» Aim of the exercise
Write out the listing below again, precisely as it is given.

» Supplied entries

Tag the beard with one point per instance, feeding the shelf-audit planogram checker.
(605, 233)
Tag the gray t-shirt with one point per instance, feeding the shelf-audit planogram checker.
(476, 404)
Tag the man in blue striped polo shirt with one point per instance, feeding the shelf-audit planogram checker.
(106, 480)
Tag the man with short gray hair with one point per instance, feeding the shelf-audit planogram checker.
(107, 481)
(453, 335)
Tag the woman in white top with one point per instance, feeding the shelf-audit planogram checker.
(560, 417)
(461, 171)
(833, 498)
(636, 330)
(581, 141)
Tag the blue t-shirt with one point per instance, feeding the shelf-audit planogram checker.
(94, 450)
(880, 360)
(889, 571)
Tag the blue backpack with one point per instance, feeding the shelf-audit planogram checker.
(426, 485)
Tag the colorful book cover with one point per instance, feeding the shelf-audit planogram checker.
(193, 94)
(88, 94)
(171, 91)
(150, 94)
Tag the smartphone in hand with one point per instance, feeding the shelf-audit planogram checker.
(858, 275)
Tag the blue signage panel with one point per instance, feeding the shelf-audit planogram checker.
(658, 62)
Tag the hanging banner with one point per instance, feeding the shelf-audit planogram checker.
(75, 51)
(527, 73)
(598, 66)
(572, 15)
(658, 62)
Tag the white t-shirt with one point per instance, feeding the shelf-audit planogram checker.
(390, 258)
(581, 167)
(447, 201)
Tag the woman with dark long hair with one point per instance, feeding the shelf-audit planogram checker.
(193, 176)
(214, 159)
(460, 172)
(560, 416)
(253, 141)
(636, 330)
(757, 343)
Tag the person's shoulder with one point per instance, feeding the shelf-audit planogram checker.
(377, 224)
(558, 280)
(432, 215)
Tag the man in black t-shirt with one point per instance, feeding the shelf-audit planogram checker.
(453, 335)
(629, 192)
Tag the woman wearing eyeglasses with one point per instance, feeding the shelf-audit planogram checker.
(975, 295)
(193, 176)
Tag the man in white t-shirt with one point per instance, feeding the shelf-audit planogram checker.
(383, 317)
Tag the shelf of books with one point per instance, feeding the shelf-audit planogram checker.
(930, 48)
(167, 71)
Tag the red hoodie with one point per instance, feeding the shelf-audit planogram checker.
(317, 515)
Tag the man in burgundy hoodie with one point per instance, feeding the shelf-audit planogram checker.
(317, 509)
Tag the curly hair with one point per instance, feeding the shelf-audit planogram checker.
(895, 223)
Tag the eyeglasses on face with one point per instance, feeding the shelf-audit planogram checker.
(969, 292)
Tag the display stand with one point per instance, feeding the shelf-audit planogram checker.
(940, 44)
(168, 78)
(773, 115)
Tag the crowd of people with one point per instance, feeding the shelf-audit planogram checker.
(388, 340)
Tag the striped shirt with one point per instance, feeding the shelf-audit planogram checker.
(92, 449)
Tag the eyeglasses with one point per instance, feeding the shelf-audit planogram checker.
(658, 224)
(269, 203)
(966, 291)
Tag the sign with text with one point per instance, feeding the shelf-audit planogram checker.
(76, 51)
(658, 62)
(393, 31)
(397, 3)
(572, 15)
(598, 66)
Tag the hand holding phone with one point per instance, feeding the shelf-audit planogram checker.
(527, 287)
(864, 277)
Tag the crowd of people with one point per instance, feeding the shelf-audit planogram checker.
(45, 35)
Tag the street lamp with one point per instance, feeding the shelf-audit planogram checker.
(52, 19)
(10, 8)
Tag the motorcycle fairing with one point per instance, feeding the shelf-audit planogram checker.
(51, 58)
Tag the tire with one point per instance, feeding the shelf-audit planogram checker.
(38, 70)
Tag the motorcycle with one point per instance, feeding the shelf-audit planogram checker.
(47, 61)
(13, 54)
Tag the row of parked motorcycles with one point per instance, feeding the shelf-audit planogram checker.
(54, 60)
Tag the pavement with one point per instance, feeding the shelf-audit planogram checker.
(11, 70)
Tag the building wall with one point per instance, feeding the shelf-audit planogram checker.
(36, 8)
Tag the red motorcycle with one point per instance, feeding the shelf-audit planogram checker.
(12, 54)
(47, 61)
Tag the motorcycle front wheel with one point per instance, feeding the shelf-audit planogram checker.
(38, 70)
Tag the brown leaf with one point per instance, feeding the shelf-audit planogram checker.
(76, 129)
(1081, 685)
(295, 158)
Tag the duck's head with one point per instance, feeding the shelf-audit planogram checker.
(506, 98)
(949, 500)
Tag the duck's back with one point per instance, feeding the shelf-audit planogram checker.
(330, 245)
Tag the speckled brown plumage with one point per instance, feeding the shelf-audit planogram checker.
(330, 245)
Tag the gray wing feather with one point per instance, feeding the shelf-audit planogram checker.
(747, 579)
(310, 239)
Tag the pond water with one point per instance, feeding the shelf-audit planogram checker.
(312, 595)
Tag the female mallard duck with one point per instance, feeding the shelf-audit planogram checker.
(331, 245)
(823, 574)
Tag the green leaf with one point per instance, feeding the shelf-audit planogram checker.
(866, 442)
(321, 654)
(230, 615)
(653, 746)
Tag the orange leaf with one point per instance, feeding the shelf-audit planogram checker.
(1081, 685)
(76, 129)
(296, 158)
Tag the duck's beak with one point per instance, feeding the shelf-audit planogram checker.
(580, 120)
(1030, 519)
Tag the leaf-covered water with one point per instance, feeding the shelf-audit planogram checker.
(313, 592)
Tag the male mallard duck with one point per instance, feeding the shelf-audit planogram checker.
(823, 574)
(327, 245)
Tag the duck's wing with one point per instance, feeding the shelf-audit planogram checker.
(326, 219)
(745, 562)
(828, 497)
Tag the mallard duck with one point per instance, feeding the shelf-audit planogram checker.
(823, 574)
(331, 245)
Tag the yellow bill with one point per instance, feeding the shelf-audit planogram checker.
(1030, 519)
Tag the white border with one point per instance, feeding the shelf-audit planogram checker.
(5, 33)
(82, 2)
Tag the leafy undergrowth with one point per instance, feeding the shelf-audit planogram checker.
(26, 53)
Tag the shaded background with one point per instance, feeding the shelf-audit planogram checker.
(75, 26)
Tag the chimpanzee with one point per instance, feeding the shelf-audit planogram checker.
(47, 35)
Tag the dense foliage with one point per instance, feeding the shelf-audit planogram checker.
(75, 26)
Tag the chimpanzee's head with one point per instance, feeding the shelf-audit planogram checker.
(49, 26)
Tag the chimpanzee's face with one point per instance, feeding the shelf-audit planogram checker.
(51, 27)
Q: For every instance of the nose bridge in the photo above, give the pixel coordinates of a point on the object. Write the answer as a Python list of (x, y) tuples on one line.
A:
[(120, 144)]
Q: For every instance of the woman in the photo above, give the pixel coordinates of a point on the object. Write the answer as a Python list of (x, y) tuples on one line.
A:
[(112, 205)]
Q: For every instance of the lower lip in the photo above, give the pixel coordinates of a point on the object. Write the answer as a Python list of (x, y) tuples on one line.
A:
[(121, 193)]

» Response
Tag the beard with one point per instance, feeding the shelf-audit planogram checker.
(605, 233)
Tag the gray t-shirt with one point per instance, feeding the shelf-audit planogram checker.
(476, 404)
Tag the man in blue striped polo shirt with one point per instance, feeding the shelf-audit planogram checker.
(106, 480)
Tag the man with short gray hair with one point per instance, feeding the shelf-audit planogram checker.
(107, 481)
(453, 335)
Tag the woman in white top with one point per instance, feeding the shelf-audit planogram checker.
(560, 417)
(461, 171)
(833, 498)
(636, 330)
(581, 141)
Tag the blue t-shirt with one point per instance, feeding the shelf-audit planogram checker.
(94, 450)
(880, 360)
(889, 571)
Tag the blue backpack with one point per instance, feeding the shelf-audit planogram checker.
(426, 485)
Tag the colorful book cover with one point per instance, feeding the shelf-audit planogram checker.
(193, 94)
(88, 94)
(171, 91)
(150, 94)
Tag the smartphone in hand with one point per instance, feeding the shelf-audit planogram checker.
(858, 275)
Tag the blue signage panel with one point per instance, feeding the shelf-audit planogram checker.
(658, 62)
Tag the hanging banner with one point per instance, feeding the shelf-audit planogram checker.
(75, 51)
(527, 73)
(598, 66)
(572, 15)
(658, 62)
Tag the white t-shirt with one point per instance, feeding the shelf-audit planogram checker.
(390, 258)
(581, 167)
(447, 201)
Tag the woman with dark long hair with one point per instance, feeding the shelf-audit planogram checker.
(193, 176)
(214, 159)
(460, 172)
(560, 416)
(253, 141)
(636, 330)
(757, 343)
Tag the person's shoulder with one point per instance, feeding the shelf-audit planogram checker.
(377, 224)
(558, 280)
(432, 215)
Tag the man in black t-shirt with one point per instance, feeding the shelf-audit planogram checker.
(453, 335)
(629, 192)
Tag the woman wearing eyeglasses with one point per instance, feeding the shelf-audit planogram checker.
(975, 295)
(193, 176)
Tag the man in white t-shirt with one point per instance, feeding the shelf-audit planogram checker.
(383, 317)
Tag the shelf of books with one point per instance, feeding the shelf-audit planogram checker.
(930, 48)
(167, 71)
Tag the red hoodie with one point per instance, feeding the shelf-audit planogram checker.
(317, 515)
Tag the man in burgundy hoodie with one point per instance, feeding the shelf-audit planogram checker.
(317, 509)
Tag the curly hair with one point per instance, feeding the shelf-audit planogram checker.
(895, 223)
Tag the eyeglasses on face with one point per instance, feeding the shelf-audit planogram checker.
(969, 292)
Tag the display stand with one point per instance, feeding the shelf-audit planogram checker.
(940, 44)
(168, 78)
(773, 115)
Tag the crowd of people with one point per instance, feeding the shelf-audit planogram checker.
(388, 340)
Tag the striped shirt with one point per instance, feeding the shelf-audit planogram checker.
(92, 449)
Tag the eyeglasses with one point per instance, feeding the shelf-audit planogram checker.
(658, 224)
(269, 203)
(966, 291)
Tag the sign with text with one point per instance, feeding the shelf-audit planogram checker.
(76, 51)
(658, 62)
(393, 31)
(397, 3)
(572, 15)
(598, 66)
Tag the hand holding phone with one point per instance, feeding the shelf-audit planogram checker.
(527, 287)
(864, 277)
Tag the crowd of people with one point per instance, feeding the shelf-audit planogram checker.
(45, 35)
Tag the street lamp with one point per instance, feeding the shelf-audit planogram checker.
(52, 19)
(10, 8)
Tag the motorcycle fairing with one point per instance, feeding the shelf-audit planogram checker.
(51, 58)
Tag the tire with one point per instance, feeding the shelf-audit planogram checker.
(38, 70)
Tag the motorcycle with one point per instance, feeding the shelf-audit planogram checker.
(47, 61)
(13, 54)
Tag the row of parked motorcycles with one point per instance, feeding the shelf-audit planogram checker.
(54, 60)
Tag the pavement with one point per instance, feeding the shelf-audit planogram checker.
(11, 70)
Tag the building wall with one point per instance, feeding the shelf-audit planogram checker.
(36, 8)
Tag the red motorcycle with one point per instance, feeding the shelf-audit planogram checker.
(12, 54)
(47, 61)
Tag the motorcycle front wheel with one point per instance, feeding the shelf-audit planogram checker.
(38, 70)
Tag the brown leaf with one point per instance, feeding the shelf-audit planogram checker.
(76, 129)
(1081, 685)
(295, 158)
Tag the duck's head with one point per instance, feeding the shelf-audit planogram checker.
(506, 98)
(949, 500)
Tag the duck's back with one point per instance, feeding the shelf-audit planogram checker.
(330, 245)
Tag the speckled brown plumage with one point per instance, feeding the shelf-audit planogram checker.
(330, 245)
Tag the gray wing feather with one point per instance, feeding the shelf-audit planogram checker.
(747, 579)
(310, 239)
Tag the pond water with one point per instance, feeding the shelf-audit planogram checker.
(312, 595)
Tag the female mallard duck with one point per instance, feeding the shelf-audit planogram checker.
(331, 245)
(823, 574)
Tag the green leaf with one point per instance, feeding the shelf-audit planogram checker.
(866, 442)
(321, 654)
(230, 615)
(653, 746)
Tag the orange leaf with one point per instance, feeding the shelf-audit planogram checker.
(1081, 685)
(76, 129)
(296, 158)
Tag the duck's beak with one point per instance, feeding the shelf-audit planogram checker.
(580, 120)
(1030, 519)
Tag the leaf-covered water with one point per instance, feeding the shelf-audit planogram checker.
(313, 592)
Tag the male mallard duck with one point per instance, feeding the shelf-audit planogram checker.
(823, 574)
(327, 245)
Tag the duck's wing with one point per instance, feeding the shelf-audit planogram checker.
(326, 219)
(745, 562)
(828, 497)
Tag the mallard duck with one point per instance, feeding the shelf-audit planogram checker.
(823, 574)
(331, 245)
Tag the yellow bill with one point per instance, feeding the shelf-audit planogram checker.
(1030, 519)
Tag the white border with one point per instance, feeding the shelf-audit planogram checker.
(5, 33)
(82, 2)
Tag the leafy undergrowth with one point per instance, feeding the shelf-audit planogram checker.
(26, 53)
Tag the shaded background with one point per instance, feeding the shelf-audit planogram checker.
(75, 26)
Tag the chimpanzee with one point per instance, feeding the shelf-audit planogram checker.
(47, 35)
Tag the dense foliage with one point per instance, feeding the shelf-audit planogram checker.
(75, 26)
Tag the chimpanzee's head with one point per instance, feeding the shelf-audit planogram checker.
(49, 26)
Tag the chimpanzee's face with one point per instance, feeding the shelf-audit planogram checker.
(51, 27)
Q: For every instance of the nose bridge in the photo above, give the pixel coordinates of a point on the object. Write the answer as a Python list of (x, y) tuples on one line.
A:
[(120, 144)]
Q: For every instance of the woman in the photo above, give the pixel coordinates of a point on the object. Write the answer as a Python list of (x, y) tuples on one line.
A:
[(112, 205)]
Q: For every instance of the lower lip in the photo above, give the pixel coordinates of a point on the object. Write the answer as a Python list of (x, y) tuples on one line.
A:
[(121, 193)]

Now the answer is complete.